In the data below, repeat the line containing "If you could drop a marker on the yellow" and every following line exactly, up to and including the last line. Exclude pictures.

BEGIN Supplied data

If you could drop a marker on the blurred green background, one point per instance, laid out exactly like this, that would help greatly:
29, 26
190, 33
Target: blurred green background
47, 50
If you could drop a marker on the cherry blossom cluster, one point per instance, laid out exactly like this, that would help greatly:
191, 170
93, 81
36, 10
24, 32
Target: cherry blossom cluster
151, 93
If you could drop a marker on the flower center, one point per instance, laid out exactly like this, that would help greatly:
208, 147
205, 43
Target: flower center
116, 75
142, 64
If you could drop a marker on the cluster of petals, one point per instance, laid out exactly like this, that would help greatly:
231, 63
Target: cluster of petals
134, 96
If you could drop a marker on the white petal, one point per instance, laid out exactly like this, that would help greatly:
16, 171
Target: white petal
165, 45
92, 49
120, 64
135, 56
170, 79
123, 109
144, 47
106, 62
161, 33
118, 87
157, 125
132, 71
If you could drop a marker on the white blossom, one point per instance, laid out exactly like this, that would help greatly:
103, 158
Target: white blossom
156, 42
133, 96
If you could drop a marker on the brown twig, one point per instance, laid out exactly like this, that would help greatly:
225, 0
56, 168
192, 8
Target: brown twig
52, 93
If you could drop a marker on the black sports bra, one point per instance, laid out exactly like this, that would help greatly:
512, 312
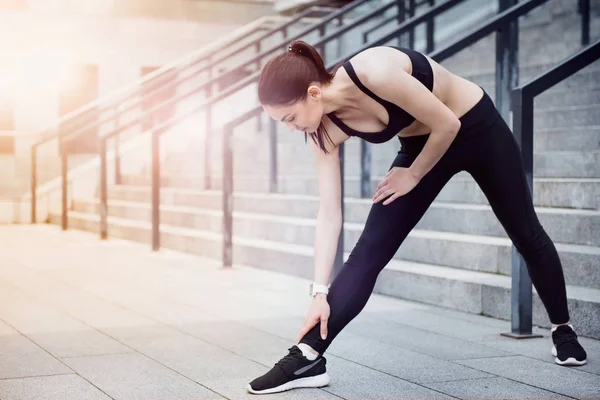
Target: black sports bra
398, 118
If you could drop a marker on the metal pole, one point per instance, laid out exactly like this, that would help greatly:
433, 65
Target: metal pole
64, 183
411, 33
259, 121
430, 28
365, 169
117, 149
339, 254
155, 190
207, 137
321, 47
521, 291
227, 197
103, 192
272, 156
584, 6
33, 183
507, 62
401, 17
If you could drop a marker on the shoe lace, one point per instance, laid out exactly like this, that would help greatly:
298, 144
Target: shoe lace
562, 338
293, 353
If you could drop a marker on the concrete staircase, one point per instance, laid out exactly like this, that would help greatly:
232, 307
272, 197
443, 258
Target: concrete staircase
458, 256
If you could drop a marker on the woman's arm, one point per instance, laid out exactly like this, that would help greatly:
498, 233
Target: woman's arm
392, 83
329, 217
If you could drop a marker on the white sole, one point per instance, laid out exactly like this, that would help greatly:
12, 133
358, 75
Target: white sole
312, 381
568, 361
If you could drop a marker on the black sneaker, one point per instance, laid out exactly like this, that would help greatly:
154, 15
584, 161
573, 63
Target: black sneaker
292, 371
567, 349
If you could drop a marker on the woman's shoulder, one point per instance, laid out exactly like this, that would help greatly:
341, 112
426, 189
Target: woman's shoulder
379, 58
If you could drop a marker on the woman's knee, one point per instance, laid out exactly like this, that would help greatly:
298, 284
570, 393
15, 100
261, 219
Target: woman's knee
532, 243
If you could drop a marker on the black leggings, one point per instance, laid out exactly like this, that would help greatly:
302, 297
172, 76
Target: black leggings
484, 147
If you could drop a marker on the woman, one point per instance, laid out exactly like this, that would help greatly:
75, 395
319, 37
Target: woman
445, 124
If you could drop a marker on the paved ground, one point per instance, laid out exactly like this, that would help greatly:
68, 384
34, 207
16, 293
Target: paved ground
84, 319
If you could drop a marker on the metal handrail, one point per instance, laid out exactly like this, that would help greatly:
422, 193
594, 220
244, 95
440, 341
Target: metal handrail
253, 60
157, 79
158, 129
523, 105
337, 14
113, 96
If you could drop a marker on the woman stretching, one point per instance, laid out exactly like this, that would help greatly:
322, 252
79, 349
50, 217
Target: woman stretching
445, 125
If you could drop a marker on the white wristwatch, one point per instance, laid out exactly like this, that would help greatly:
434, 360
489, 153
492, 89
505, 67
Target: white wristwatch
316, 288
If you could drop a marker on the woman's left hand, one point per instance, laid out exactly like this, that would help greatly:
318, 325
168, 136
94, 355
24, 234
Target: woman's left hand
397, 182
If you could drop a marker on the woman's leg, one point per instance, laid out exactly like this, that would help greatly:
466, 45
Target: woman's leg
500, 174
385, 229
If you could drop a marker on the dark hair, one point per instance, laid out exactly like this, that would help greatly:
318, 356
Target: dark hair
285, 79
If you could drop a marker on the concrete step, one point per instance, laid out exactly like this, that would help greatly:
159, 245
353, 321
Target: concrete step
578, 193
581, 264
547, 164
470, 291
563, 225
574, 138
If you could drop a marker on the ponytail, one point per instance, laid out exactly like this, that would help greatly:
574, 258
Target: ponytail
285, 80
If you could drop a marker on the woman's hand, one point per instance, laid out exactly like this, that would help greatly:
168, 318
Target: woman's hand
318, 311
397, 182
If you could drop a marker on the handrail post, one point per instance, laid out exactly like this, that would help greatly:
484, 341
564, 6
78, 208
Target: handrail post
430, 26
507, 61
365, 169
259, 121
155, 189
33, 183
227, 197
103, 210
411, 33
521, 292
272, 156
117, 147
401, 17
339, 254
584, 8
207, 137
64, 183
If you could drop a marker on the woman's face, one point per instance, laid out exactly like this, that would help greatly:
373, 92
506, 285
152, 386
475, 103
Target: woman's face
304, 115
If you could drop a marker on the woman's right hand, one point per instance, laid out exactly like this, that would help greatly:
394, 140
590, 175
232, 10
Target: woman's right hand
318, 311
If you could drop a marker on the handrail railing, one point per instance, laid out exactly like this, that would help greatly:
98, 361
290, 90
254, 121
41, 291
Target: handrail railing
114, 96
98, 121
522, 105
164, 81
158, 129
204, 86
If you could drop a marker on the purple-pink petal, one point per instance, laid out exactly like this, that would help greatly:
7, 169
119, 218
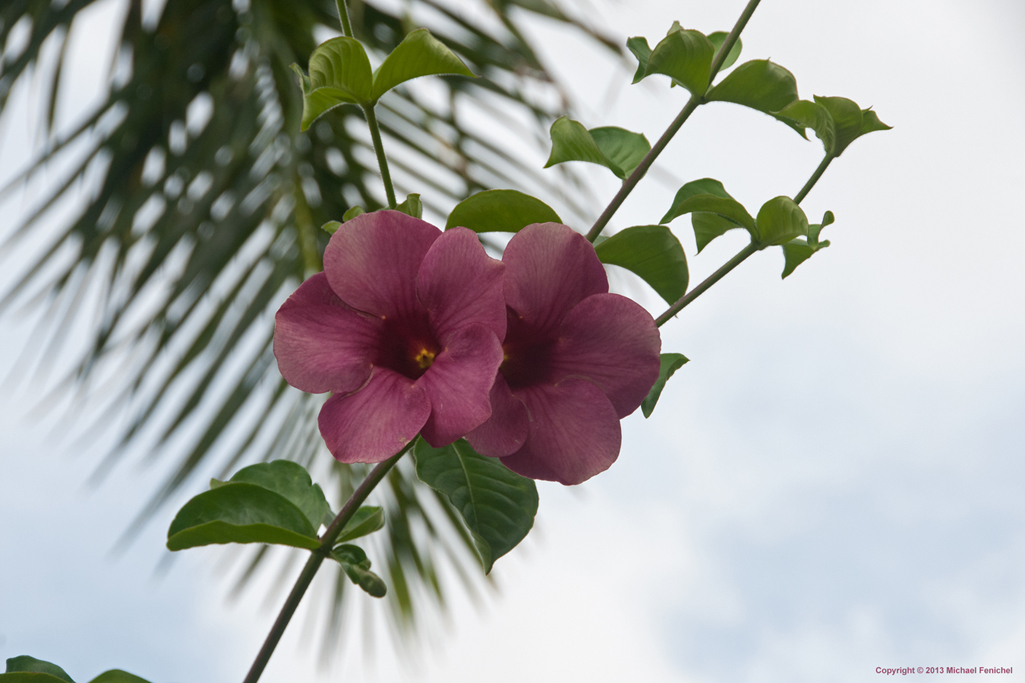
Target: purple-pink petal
612, 342
548, 270
372, 260
374, 423
458, 384
574, 433
460, 285
505, 432
321, 345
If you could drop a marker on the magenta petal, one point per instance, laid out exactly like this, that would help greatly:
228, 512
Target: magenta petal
574, 433
458, 383
321, 345
374, 423
372, 260
613, 342
460, 284
548, 270
505, 432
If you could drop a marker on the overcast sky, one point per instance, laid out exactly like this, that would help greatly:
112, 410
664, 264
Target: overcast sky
834, 483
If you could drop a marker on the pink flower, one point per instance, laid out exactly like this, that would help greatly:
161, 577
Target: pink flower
404, 326
577, 360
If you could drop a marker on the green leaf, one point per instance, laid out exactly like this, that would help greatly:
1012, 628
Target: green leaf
848, 118
291, 481
118, 676
669, 363
412, 206
759, 84
339, 74
870, 122
803, 114
624, 149
27, 665
366, 520
418, 54
652, 252
685, 56
718, 39
497, 505
500, 210
571, 142
708, 195
356, 565
639, 46
797, 251
709, 226
241, 513
780, 219
352, 213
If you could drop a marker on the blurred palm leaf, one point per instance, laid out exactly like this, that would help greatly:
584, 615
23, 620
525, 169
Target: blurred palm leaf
205, 209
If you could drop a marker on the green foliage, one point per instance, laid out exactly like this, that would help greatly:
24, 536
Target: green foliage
418, 54
686, 57
718, 39
238, 228
411, 206
652, 252
669, 363
339, 72
714, 210
366, 520
240, 514
780, 219
30, 670
500, 210
800, 250
355, 563
27, 665
289, 480
760, 84
497, 505
618, 150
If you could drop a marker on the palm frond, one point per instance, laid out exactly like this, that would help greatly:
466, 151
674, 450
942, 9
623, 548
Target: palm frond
208, 201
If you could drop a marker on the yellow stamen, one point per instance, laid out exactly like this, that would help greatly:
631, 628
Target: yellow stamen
424, 359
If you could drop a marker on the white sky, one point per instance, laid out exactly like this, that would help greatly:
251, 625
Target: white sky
832, 484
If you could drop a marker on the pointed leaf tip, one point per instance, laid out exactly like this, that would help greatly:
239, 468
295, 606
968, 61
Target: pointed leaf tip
497, 505
654, 253
418, 54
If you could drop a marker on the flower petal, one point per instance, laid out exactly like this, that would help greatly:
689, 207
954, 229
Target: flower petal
460, 284
574, 433
613, 342
321, 345
505, 432
458, 384
372, 260
548, 270
374, 423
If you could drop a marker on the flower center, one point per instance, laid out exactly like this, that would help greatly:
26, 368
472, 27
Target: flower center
424, 359
407, 346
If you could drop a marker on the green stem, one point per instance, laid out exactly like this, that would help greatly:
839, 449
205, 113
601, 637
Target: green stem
814, 178
709, 281
316, 559
689, 108
346, 27
741, 255
375, 134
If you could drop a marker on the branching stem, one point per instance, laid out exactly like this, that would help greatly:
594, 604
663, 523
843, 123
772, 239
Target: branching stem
317, 557
689, 108
375, 134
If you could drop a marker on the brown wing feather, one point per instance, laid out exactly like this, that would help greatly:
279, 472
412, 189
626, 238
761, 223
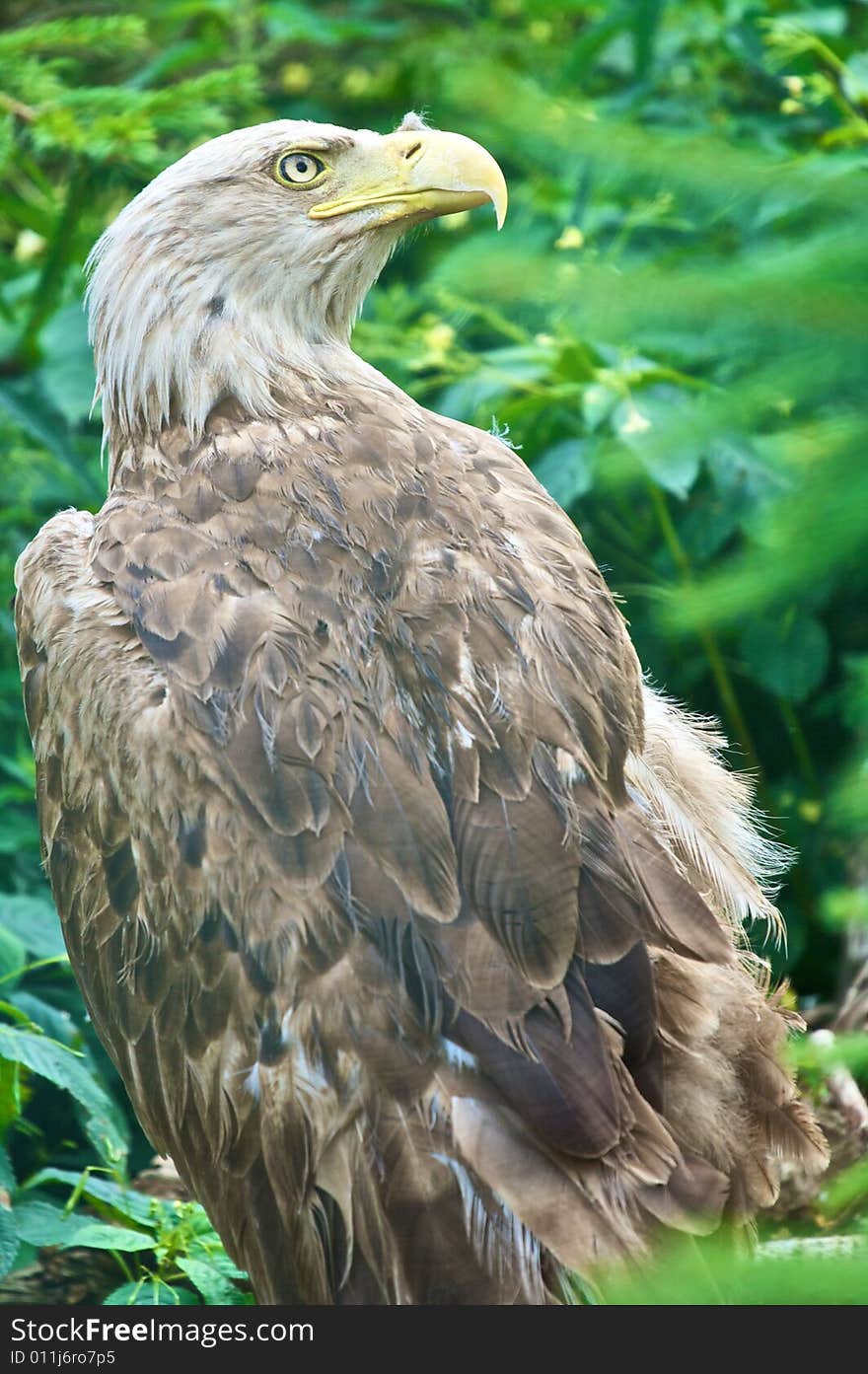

END Supplied data

### [Exercise output]
If you could drop a marker on the yellow stamen, one point per instance, laid out exactly like this, that would help greatly:
631, 628
Target: yellow stamen
424, 359
If you could drop a marker on the white sky, one point per instance, laid out exactly like this, that would help greatly:
251, 625
Target: white sky
832, 484
If you could drop a marker on the pointed leaf tip, one point per instance, laid out exactly like this, that would help greatly:
239, 468
295, 606
968, 61
Target: pointed leaf tip
497, 505
654, 253
418, 54
If you could drop a marker on the flower petal, one point per instance, laid out exactly like this, that would help greatly:
689, 207
954, 229
Target: flower petal
460, 284
574, 433
613, 342
321, 345
505, 432
458, 384
372, 260
548, 270
374, 423
If you could drop a marker on the flower center, one point per instance, laid out exactly like this, that would help greatly:
26, 368
472, 27
Target: flower center
424, 359
407, 346
If you could drop a marker on the green stem, one point per instance, laid out exactly like this, that would help greatly:
839, 449
205, 113
601, 637
Target: green stem
814, 178
709, 281
316, 559
689, 108
346, 27
741, 255
375, 134
If you could drop a marker on the branching stem, one point per instance, laid out exactly like this, that would help greatly:
594, 604
663, 523
843, 123
772, 239
Target: branching stem
317, 557
689, 108
375, 134
If you could drop a marker on the brown wing feather, one point per instance, laid out exactly like this, that would help greatly:
279, 472
412, 189
626, 238
761, 223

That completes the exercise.